— EXERCISE —
Could you find every line in the records below that contains the word "ornament" and copy it?

(Natural-language object grounding data)
+===+
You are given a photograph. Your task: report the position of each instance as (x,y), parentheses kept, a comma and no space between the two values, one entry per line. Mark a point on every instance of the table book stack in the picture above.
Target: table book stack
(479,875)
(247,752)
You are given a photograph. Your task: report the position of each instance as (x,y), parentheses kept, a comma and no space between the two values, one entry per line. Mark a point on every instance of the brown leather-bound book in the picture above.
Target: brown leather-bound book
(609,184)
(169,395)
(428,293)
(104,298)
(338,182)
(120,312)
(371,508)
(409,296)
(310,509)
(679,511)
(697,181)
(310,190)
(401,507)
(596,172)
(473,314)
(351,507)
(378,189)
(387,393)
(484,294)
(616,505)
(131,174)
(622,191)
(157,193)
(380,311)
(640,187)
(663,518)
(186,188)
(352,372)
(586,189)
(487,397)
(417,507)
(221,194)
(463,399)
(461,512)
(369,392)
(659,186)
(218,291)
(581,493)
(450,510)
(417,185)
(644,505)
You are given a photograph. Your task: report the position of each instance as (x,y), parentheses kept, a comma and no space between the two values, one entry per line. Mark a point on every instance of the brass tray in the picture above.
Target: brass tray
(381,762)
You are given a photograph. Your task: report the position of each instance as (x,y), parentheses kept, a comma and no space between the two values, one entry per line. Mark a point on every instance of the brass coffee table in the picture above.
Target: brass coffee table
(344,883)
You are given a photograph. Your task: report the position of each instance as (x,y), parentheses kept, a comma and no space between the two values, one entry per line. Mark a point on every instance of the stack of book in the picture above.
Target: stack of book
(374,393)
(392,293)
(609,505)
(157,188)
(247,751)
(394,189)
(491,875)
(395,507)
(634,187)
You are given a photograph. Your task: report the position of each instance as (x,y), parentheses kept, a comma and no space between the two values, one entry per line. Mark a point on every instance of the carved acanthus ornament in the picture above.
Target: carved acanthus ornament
+===+
— ANSWER TO THIS TASK —
You are given a photograph. Your task: report the position of each instance as (x,y), parentheses kept, a comma and no space between the two values, one entry per line. Mark a point on every instance of the carved acanthus ornament in the picture above.
Target: carved acanthus ornament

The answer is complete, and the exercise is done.